**EL PROBLEMA**
¿Puedes continuar el texto sobre Schengen y los refugiados a partir de su última oración?

**TEXTO PARA ANALIZAR**
Nadie profetizó al firmar el Tratado en 1995 que el riesgo no estaba en que los europeos se movieran libremente, sino en que llegaran los parias de la Tierra
Europa, que pergeñó en Luxemburgo el Schengenland, debe abandonar
Pero el propio Tratado se ha visto respondido, y combatido, desde los gobiernos de los mismos países que se adhirieron a él. La razón hay que buscarla en el hecho de que el posicionamiento ante la realidad de los pobres, de los que sufren las consecuencias de guerras injustas, de quienes ven arruinadas sus casas por las catástrofes naturales que provoca el cambio climático, de los parias de la Tierra, tiene que ver con la ética y con la ideología de quien gobierna cada país, mucho más que con la visión que puedan tener las instituciones europeas.
La política se ha supeditado a la economía. El poder que enarbolan las instituciones económicas o las grandes multinacionales se ha impuesto al dictamen de las conciencias justas y rectas y es eso lo que ha llevado a que los gobiernos nacionales se hayan impuesto a los tratados transnacionales. Las fronteras han vuelto a imponer sus costumbres. Italia ha recuperado el control de su frontera con Eslovenia. Hungría ha levantado cientos de kilómetros de alambradas. En Grecia se han habilitado campamentos en los que viven y conviven muchos miles de refugiados procedentes del norte de África. Bruselas ha citado a los responsables de Suecia, Alemania y Dinamarca para recordarles una palabra Schengen que ya ha perdido casi todo su significado. Porque esos tres países han cerrado sus fronteras intensificando sus controles. Suecia exige documentaciones formales que los refugiados casi nunca pueden presentar en las ventanillas pertinentes, por lo que son expulsados. Alemania ha mostrado su disposición a controlar meticulosamente los expedientes de cada uno de los refugiados que llega. Dinamarca va a confiscar los bienes de los refugiados que lleguen a sus fronteras para financiar su manutención. Y Grecia ha empezado a arrestar a quienes auxilien a los refugiados, empezando por los tres españoles de la ONG Proem-aid y los dos daneses de la ONG Team Humanity, en Lesbos.

**REGISTROS DE DATOS**
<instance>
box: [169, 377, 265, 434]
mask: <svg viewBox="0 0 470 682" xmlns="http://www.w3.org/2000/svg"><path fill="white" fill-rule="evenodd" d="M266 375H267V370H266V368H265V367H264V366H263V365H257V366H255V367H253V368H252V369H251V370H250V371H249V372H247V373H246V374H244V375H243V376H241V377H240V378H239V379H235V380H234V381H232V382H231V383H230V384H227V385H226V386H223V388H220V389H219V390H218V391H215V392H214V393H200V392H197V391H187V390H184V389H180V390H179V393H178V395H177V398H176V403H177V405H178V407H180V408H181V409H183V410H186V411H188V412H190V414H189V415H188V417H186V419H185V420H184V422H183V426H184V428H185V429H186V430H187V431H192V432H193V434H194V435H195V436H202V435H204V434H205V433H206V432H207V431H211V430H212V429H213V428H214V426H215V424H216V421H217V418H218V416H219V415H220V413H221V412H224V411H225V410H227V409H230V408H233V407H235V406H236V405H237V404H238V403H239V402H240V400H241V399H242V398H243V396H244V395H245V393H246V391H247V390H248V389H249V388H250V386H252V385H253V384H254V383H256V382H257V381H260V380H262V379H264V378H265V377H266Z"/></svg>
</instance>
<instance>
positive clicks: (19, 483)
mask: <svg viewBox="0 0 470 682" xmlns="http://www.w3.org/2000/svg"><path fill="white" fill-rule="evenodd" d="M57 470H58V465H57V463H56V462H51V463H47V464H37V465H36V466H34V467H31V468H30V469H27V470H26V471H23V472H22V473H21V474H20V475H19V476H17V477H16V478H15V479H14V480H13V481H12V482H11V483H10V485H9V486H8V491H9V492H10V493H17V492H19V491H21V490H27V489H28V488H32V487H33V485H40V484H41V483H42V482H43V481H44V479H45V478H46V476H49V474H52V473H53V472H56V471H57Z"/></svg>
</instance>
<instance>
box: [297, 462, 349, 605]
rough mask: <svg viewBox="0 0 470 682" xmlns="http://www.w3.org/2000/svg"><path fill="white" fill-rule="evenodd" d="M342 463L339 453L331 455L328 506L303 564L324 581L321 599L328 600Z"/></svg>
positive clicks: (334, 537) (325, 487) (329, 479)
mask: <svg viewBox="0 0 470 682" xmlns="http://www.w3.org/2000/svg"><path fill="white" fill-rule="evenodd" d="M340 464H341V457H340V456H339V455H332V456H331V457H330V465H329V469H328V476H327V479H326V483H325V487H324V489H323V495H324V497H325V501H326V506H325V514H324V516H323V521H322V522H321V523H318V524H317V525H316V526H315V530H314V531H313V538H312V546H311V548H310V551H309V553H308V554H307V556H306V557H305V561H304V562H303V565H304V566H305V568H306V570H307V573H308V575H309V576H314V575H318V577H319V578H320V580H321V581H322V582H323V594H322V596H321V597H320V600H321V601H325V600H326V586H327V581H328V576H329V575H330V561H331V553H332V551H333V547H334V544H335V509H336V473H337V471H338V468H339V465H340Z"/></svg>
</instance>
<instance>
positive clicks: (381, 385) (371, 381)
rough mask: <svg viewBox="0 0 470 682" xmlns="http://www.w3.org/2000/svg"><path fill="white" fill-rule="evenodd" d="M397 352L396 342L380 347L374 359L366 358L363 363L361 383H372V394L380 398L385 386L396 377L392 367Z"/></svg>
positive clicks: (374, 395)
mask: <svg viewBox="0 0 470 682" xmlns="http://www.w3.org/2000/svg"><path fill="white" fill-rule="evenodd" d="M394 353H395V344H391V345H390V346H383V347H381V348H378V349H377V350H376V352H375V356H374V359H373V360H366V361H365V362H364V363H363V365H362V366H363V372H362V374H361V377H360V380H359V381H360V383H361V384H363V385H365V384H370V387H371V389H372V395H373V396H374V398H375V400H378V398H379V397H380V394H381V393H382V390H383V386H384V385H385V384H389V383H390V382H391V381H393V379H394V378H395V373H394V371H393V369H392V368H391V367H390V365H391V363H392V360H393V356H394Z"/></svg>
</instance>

**PROBLEMA RESUELTO**
Este comportamiento de los gobiernos europeos ha provocado las críticas de la Comisión Europea. Jean Claude Juncker ha acusado a los países por no cumplir lo acordado. Las cifras son concluyentes: de los 160.000 refugiados que deberían haber sido acogidos en Europa según el acuerdo suscrito, sólo 272 han sido acogidos. La pregunta es ¿dónde se encuentran ahora mismo los 159.728 restantes? La afirmación de Juncker (“no hemos resuelto nada”) ha adolecido de inconsistencia (“nos hemos quedado en buenas intenciones, pero los países no cumplen sus compromisos, y es hora de empezar a hacerlo”). La respuesta del país en que pivota la política europea Alemania ha sido poco esperanzadora. Desde su silla de ruedas, el ministro Wolfgang Schauble ha pedido dinero a los otros países europeos y ha adelantado que cabe que se cierren las fronteras alemanas a los refugiados, por cierto en la misma línea del excanciller socialdemócrata Gerhard Schröder.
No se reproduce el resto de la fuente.